• [What you should do] Locate every line of the records that contains the string "brown", and copy each such line in full.

##### Data listing

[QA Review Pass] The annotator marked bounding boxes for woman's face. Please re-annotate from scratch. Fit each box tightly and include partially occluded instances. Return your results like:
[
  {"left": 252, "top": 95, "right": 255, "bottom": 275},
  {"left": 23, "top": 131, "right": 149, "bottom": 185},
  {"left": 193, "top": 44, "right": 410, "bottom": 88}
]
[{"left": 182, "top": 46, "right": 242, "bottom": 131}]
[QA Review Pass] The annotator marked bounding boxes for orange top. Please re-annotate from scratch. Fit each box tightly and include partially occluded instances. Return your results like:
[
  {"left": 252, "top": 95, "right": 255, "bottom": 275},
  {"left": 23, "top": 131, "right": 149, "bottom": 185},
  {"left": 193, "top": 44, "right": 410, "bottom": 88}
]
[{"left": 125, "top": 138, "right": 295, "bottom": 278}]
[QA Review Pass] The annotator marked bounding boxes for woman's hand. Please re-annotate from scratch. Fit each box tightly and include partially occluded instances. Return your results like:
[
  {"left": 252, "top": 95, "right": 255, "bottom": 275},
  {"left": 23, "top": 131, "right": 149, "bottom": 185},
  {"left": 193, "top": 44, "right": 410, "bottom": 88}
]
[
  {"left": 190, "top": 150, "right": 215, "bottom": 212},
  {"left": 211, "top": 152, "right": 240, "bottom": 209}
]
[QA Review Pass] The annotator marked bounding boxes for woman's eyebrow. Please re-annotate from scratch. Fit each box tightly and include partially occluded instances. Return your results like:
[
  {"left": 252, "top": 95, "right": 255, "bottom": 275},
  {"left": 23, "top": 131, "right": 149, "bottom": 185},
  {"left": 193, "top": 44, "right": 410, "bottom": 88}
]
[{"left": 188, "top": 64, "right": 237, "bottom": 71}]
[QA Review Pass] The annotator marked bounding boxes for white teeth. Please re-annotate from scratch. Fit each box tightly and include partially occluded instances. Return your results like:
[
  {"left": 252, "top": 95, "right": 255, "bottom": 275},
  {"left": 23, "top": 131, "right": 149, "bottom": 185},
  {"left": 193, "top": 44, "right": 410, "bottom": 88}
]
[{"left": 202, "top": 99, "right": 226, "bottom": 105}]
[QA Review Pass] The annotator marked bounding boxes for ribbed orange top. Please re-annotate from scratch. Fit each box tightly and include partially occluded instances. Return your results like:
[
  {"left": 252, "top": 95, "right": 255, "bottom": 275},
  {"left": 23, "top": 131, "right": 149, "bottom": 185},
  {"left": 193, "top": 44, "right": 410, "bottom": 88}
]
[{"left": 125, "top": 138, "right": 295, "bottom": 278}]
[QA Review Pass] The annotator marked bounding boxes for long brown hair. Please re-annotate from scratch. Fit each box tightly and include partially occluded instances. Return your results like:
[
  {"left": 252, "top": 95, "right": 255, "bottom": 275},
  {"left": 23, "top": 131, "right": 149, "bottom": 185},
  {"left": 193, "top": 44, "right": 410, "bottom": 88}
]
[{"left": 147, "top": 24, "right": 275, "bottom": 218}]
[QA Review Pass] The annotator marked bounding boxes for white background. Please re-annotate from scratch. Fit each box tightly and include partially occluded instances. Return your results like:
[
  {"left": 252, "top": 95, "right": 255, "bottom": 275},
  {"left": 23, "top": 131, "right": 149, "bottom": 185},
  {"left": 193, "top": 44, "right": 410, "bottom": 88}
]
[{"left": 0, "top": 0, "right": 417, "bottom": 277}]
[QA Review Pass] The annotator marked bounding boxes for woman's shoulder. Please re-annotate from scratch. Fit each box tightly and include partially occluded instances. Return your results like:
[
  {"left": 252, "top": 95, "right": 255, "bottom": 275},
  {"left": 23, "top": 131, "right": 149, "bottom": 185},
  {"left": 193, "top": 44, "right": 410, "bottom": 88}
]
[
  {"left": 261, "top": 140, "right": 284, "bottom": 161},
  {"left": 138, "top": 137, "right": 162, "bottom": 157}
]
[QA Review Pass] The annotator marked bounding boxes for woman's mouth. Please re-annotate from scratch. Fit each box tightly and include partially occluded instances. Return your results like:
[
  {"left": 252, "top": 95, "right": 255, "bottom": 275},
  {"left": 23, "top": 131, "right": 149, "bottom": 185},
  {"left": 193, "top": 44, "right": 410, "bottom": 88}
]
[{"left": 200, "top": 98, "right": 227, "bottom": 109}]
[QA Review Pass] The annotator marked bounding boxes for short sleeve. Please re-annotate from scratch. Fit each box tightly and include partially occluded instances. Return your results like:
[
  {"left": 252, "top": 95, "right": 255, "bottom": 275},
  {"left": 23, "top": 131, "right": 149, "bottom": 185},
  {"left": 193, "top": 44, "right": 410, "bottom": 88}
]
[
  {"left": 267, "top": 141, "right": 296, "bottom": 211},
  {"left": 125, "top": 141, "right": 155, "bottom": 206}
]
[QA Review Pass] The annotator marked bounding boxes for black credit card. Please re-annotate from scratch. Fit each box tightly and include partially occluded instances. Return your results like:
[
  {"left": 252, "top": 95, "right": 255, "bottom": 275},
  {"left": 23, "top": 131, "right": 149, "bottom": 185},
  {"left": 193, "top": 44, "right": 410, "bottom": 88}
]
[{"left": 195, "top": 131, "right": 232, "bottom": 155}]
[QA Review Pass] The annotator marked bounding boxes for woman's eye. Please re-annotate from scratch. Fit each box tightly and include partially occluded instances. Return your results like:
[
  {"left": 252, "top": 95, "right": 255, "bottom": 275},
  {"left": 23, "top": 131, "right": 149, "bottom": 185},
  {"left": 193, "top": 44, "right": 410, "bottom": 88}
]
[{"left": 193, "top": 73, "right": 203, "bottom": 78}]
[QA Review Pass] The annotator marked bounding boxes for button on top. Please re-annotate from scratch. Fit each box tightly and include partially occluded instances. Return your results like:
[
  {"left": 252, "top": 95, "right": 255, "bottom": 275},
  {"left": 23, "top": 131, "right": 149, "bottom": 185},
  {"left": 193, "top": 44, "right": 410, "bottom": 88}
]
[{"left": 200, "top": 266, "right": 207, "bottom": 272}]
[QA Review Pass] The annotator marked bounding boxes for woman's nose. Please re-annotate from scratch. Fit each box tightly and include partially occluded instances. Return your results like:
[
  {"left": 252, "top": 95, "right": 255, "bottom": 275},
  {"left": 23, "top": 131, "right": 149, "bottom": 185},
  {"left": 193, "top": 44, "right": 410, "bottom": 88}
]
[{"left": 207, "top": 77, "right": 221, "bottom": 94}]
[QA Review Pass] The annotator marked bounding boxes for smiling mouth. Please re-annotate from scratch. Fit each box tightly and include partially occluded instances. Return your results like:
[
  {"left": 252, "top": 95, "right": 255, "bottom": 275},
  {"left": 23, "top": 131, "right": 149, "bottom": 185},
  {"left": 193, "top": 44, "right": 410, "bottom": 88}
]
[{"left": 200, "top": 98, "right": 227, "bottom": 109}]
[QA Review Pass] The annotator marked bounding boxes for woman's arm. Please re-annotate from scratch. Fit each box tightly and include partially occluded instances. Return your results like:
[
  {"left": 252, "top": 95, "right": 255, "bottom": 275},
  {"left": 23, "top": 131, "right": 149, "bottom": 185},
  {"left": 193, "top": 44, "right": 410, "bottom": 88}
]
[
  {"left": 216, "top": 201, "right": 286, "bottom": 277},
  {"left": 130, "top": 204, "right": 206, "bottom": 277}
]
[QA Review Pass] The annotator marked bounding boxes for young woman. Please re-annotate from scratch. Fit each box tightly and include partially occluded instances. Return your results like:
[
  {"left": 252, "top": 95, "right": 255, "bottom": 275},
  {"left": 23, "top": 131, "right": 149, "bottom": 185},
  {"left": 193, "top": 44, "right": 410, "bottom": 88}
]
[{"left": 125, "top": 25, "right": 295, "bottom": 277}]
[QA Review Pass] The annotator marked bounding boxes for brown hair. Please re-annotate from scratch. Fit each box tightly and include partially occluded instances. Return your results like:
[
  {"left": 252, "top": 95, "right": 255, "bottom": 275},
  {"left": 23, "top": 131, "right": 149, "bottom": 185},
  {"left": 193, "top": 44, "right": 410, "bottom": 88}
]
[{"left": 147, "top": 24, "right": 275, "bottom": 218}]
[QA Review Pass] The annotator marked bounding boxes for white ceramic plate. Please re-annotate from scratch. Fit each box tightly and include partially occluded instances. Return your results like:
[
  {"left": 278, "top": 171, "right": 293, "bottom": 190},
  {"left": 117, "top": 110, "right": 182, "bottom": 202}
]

##########

• [Answer to the problem]
[QA Review Pass] The annotator marked bounding boxes for long brown hair. Please re-annotate from scratch. Fit each box tightly and include partially occluded instances. Return your results like:
[QA Review Pass] The annotator marked bounding boxes for brown hair. Please re-annotate from scratch. Fit each box tightly and include partially occluded instances. Return your results like:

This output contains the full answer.